The tasks:
**1.** Translate this sentence from the forum thread on driving technique into Spanish: "In my personal opinion, the only real application that double clutching has, is when you are either going from 1st to 2nd or from 2nd to 1st."
**2.** Continue the forum thread on driving technique from where it stops.

In my personal opinion, the only real application that double clutching has, is when you are either going from 1st to 2nd or from 2nd to 1st. Any other time it is just overkill. however that doesnt mean that is not a esiential skill to learn.


----------



## ks2 tuning (Sep 27, 2005)

Maybe I can shed a touch of ligt on the matters, Trail braking is an advanced driving technique it's done for different reasons depending on the situation, let's say you have a nasty understeer or as they say in NASCAR "push"... by trailbraking the car you keep more weight on the front end deeper into the corner helping the car to "bite" during turn in and mid corner, also as mentioned before it helps rotate a car that has too much rear grip at mid corner. 
the keys to proper trailbraking are during the intial braking, use max braking force before turn in allowing you to ease off the brakes as the car slows and allowing the car to have a gentle transfer of weight to the rear which leads to the second stage, getting back on the throttle, as you release the brakes weight will tranfer rearward and you must apply the throttle as quickly and smoothly as possible to stop the rotation,(or the back will step out to far) a balanced throttle position will allow you to balance the car as you slowly unwind the steering and squeeze on the throttle as you exit the corner,

Double clutching is for old english cars with lousy transmissions...lol

as you approach the braking zone you, brake THEN down shift do not use the engine to slow the car, we downshift to put the car in the proper gear for corner exit
1 brake, slowing car for corner entry
2 as the car slows you down shift by clutch in, move shifter to neutral, quick blip throttle (3000 rpms or so) shift to lower gear, clutch out.... all done while maintaining the same brake pressure.....
3 You do not need to shift into all the gears as you downshift, it's perfectly ok to go from 5th to 3rd in one shift, you just have to wait until the car is slowed to 3rd gear speed, or the rear end will lock up when you let the clutch out (same reason we blip the throttle on downshifting, if you don't blip the engine will be going 1000 rpm the trans is going at a higher rpm and the rear end will lock when decluctching... its not done to speed up the trans, it's done to speed up the engine to match the road speed for that gear your selecting)

Hope this helps, as for my experience i was a racing instructor at the jim russell school at laguna seca and sears point for 11 years and skip barber for 3 (various tracks) before starting my own business

have fun and practice practice practice


----------



## rickk (Oct 24, 2005)

Extracted data:
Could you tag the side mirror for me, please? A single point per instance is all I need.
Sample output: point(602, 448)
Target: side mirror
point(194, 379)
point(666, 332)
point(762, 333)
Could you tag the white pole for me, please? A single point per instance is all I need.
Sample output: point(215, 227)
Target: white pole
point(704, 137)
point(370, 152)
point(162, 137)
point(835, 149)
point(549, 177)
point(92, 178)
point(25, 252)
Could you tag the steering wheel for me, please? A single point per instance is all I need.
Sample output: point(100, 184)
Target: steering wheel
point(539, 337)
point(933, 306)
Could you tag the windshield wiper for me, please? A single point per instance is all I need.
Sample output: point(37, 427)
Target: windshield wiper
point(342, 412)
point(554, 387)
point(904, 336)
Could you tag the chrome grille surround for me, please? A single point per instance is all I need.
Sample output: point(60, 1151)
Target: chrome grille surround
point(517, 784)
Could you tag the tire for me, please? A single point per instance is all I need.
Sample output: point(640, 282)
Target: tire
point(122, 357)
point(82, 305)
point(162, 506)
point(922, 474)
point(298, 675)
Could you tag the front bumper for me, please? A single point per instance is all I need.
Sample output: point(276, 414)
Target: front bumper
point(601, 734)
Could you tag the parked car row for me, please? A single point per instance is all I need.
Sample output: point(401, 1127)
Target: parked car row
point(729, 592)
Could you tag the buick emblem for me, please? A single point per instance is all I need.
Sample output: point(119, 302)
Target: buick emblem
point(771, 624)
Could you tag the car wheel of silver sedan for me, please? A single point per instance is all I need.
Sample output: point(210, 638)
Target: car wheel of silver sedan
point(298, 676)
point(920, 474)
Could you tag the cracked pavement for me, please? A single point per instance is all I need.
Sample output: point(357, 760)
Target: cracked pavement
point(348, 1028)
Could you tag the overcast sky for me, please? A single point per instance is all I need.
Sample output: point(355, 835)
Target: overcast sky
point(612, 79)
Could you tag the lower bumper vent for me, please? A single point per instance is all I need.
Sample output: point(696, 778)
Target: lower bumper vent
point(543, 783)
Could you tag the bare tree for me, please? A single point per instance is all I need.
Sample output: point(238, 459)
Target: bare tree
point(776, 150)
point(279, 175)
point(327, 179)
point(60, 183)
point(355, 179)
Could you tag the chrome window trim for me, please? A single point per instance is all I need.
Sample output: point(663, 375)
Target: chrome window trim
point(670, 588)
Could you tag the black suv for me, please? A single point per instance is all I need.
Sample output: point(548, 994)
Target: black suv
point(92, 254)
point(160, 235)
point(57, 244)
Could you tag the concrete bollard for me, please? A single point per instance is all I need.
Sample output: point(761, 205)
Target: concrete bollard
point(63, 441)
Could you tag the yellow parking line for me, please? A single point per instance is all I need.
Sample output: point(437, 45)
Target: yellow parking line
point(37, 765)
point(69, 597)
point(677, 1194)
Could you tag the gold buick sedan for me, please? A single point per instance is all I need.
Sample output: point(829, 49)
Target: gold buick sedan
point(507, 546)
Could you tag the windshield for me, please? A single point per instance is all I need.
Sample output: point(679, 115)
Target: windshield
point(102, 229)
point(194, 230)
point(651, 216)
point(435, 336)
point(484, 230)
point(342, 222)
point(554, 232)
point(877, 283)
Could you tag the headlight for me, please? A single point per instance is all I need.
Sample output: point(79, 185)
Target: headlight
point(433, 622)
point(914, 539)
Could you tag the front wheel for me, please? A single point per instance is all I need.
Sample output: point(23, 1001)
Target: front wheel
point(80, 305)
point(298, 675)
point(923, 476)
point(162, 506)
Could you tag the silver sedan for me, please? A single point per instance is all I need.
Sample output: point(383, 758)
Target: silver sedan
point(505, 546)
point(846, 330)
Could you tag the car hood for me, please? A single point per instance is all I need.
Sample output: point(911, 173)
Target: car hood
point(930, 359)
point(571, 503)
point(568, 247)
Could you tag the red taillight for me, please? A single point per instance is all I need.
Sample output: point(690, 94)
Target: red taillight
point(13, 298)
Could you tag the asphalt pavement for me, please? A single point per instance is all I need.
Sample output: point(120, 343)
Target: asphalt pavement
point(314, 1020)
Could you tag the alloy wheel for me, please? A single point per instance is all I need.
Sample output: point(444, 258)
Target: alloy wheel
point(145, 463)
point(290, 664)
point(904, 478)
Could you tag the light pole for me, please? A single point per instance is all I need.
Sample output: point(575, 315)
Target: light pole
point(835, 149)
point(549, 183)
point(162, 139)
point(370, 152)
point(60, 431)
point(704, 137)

Responses by task:
**1.** En mi opinión personal, la única aplicación real que tiene el doble embrague es cuando se pasa de primera a segunda o de segunda a primera.

**2.**
Is the shifting technique anything like the heel toe double bass technique? I can play the drum kit way no problem, but have never seen the downshifting technique demonstrated.


----------



## Matt93SE (Sep 17, 2003)

LOL WTF?!
expect me to pay $100 for some stupid video that tells your how to do something you can easily learn on your own...

not to mention coming in here and asking if it's the same thing? WTF.


----------



## rickk (Oct 24, 2005)

Matt93SE said:


> LOL WTF?!
> expect me to pay $100 for some stupid video that tells your how to do something you can easily learn on your own...
> 
> not to mention coming in here and asking if it's the same thing? WTF.


Are you talking to me? I just wanna know if it's the same technique?


----------



## Matt93SE (Sep 17, 2003)

since I can't see the other one without paying $100, I'm not going to answer that.


----------



## rickk (Oct 24, 2005)

Matt93SE said:


> since I can't see the other one without paying $100, I'm not going to answer that.


Do you mean the $9 video? I wasn't suggesting that you buy it... was just hoping someone already knew that method.

Sorry for the confusion.


----------



## McCoy (Sep 16, 2003)

Ken, thanks for sharing some very good info here.

A few comments related to track days and sentra's that I have learned over the past few years...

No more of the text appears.